TEXT SEGMENT:
One of the concerns during pregnancy is whether women can still keep coloring hair. These concerns arise from the fact that many of the dye precursors are carcinogenic. Research regarding the impact of these dyes on the fetus is limited. To date the dyes have not been proven unsafe. But, doctors tend to err on the safe side advising their patients to wait after the first trimester to dye hair. For those who would rather avoid hair dyes altogether, they often consider bleaching hair during pregnancy. But the question is: how safe is bleaching?
Hair bleaching uses hydrogen peroxide and salts of persulfates. In brief, the hydrogen peroxide gets activated in the presence of persulfates and oxidizes the pigments in hair(melanin). The change in the chemical structure of these pigments cause them to lose their color. Thus bleaching occurs. Learn more about the bleaching process here.
Hydrogen peroxide is corrosive to skin, eyes, and mucous membranes at high concentrations (>10%); lower concentrations like those used in bleaching (3-6%) may cause irritation. Source: CDC.
Other effects occur from inhalation or ingestion and may include gas embolism, gastric irritation, gastric distension and emesis, an accumulation of fluid in the lungs, unconsciousness, and respiratory arrest. Again this is likely to happen only at high concentrations.
Symptoms become more severe as the concentration of hydrogen peroxide increases. In a well ventilated room, most people shouldn’t be experiencing any irritation or allergic responses when bleaching hair.
Persulfate powders such as potassium persulfate can cause severe irritations even at low levels. Special care needs to be taken to avoid inhaling the powder during the mixing of the powder with the hydrogen peroxide.
Toxnet reports the following.
MILD TO MODERATE TOXICITY for potassium persulfate:
Irritants may cause swelling, redness, and pain at any site, especially at mucous membranes. The mouth, nose, and eyes are commonly affected. After inhalation, cough, tachypnea, and wheezing are common. With ingestion, nausea, vomiting, and diarrhea are common. With dermal exposure, redness, swelling, and pain may occur.
Bleaching hair during pregnancy
During pregnancy the volume of blood in the woman’s body increases. This makes her even more sensitive to chemicals. Additionally, certain smells can also trigger unwanted symptoms such as nausea, light headedness etc.
For that reason, if you feel that the hydrogen peroxide or persulfate seem to be causing symptoms like itchy throat, tearing, sneezing etc. you should stay away from bleaching hair during pregnancy. Chances are that your body is not reacting well to the chemicals. It is not clear if there could be any impact to the fetus as well. There is no reported or conclusive data in that respect. But again, if bleaching is making you sick in any way, better stay put for the next few months, and find alternatives.

WORK TASK:
From the text on bleaching hair during pregnancy, give again everything from "Hydrogen peroxide is" down to "at high concentrations.".

(Point-per-instance localization data)

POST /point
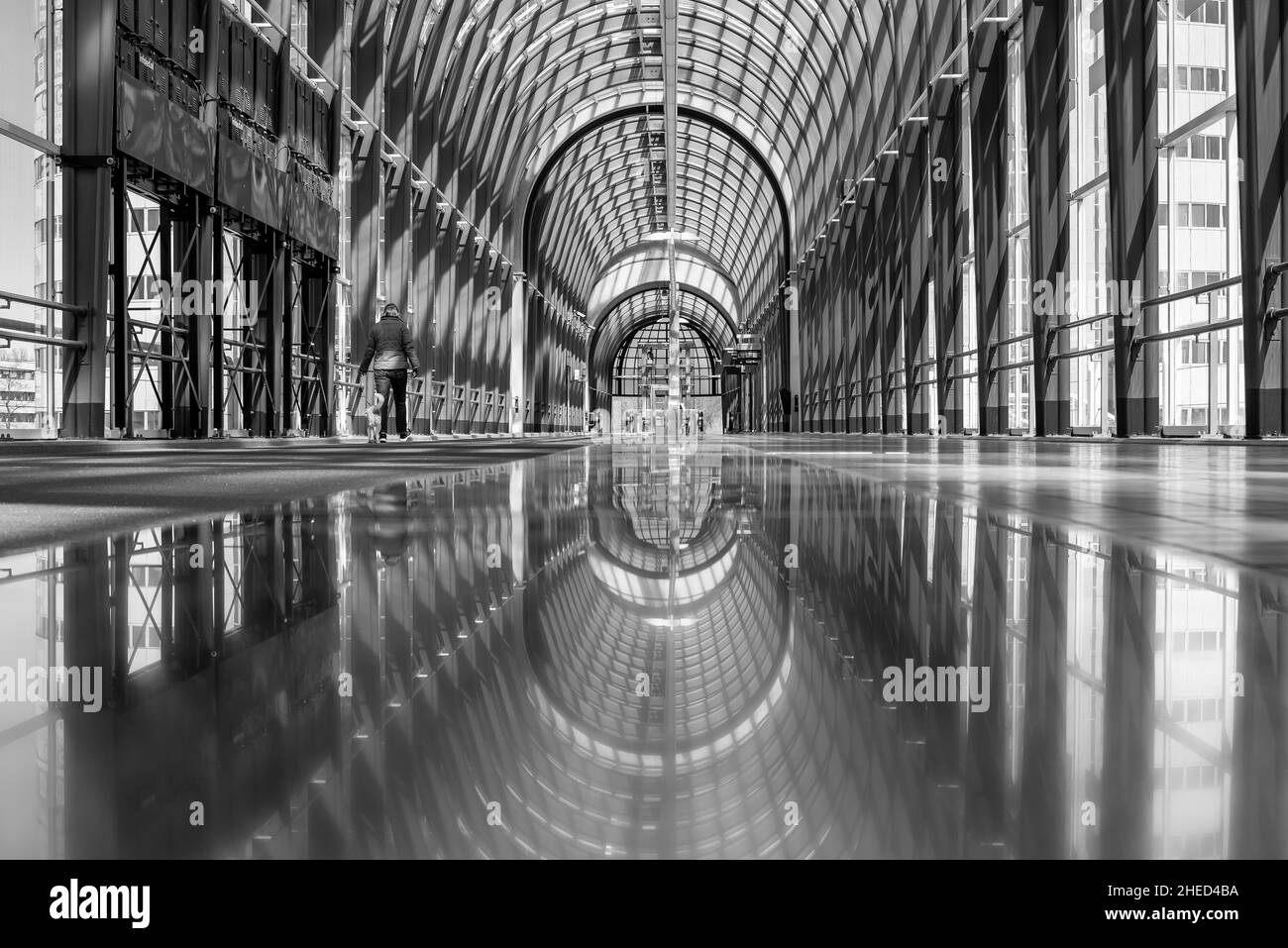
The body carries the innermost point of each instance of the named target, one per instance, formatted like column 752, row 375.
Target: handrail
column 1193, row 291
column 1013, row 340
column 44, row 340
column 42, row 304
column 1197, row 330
---
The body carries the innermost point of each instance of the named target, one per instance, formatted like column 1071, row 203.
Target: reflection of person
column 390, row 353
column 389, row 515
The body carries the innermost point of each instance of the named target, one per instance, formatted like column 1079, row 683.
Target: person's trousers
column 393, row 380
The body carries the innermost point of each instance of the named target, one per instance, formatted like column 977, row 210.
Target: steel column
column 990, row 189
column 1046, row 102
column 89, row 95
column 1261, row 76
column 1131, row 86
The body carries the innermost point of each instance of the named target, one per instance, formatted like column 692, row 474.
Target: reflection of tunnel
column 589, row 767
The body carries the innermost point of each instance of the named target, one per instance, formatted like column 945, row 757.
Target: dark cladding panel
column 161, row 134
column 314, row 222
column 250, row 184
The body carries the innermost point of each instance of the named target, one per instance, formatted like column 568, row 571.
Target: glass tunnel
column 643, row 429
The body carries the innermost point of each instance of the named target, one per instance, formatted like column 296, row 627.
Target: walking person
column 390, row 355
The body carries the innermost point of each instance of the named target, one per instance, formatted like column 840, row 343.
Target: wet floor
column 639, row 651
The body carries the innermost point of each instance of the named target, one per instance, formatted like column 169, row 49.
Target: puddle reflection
==
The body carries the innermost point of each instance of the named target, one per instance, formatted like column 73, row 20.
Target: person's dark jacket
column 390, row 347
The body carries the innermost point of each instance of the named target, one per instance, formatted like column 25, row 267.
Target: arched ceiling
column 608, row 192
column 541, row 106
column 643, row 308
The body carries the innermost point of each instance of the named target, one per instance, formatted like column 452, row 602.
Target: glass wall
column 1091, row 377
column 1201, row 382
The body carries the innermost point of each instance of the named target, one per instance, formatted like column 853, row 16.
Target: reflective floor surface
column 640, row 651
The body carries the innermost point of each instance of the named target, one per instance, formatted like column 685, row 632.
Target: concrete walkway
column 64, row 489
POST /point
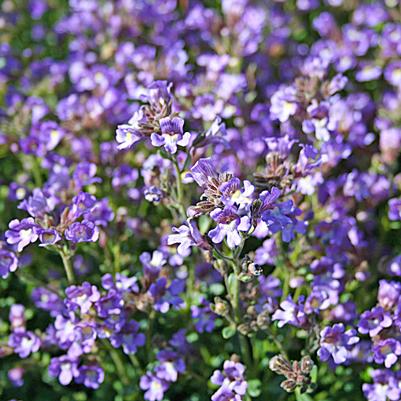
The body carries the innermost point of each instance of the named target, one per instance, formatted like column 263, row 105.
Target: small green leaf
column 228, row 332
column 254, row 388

ANSWER TO THE PROBLEM:
Hydrogen peroxide is corrosive to skin, eyes, and mucous membranes at high concentrations (>10%); lower concentrations like those used in bleaching (3-6%) may cause irritation. Source: CDC.
Other effects occur from inhalation or ingestion and may include gas embolism, gastric irritation, gastric distension and emesis, an accumulation of fluid in the lungs, unconsciousness, and respiratory arrest. Again this is likely to happen only at high concentrations.